**SHORT TASK**: How many lines in the entries below contain the string "trace"? Reply with the number alone.

**DATASET EXCERPTS**:

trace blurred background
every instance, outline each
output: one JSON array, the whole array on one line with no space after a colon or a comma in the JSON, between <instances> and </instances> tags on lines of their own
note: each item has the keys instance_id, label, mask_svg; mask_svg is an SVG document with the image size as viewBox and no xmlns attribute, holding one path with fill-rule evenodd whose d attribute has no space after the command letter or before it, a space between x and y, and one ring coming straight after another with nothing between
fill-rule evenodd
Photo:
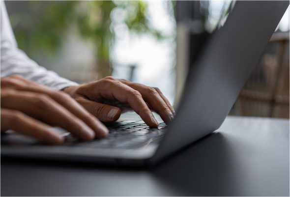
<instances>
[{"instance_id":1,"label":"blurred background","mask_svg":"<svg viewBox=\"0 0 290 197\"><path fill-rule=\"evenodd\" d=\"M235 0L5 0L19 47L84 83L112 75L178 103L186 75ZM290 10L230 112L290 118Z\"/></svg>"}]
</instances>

==

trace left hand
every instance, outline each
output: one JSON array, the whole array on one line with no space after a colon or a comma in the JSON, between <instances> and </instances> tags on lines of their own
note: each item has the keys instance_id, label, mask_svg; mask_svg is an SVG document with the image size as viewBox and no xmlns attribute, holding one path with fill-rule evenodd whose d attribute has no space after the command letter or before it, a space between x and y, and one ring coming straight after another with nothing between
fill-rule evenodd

**RESPONSE FOR THIS EXERCISE**: 2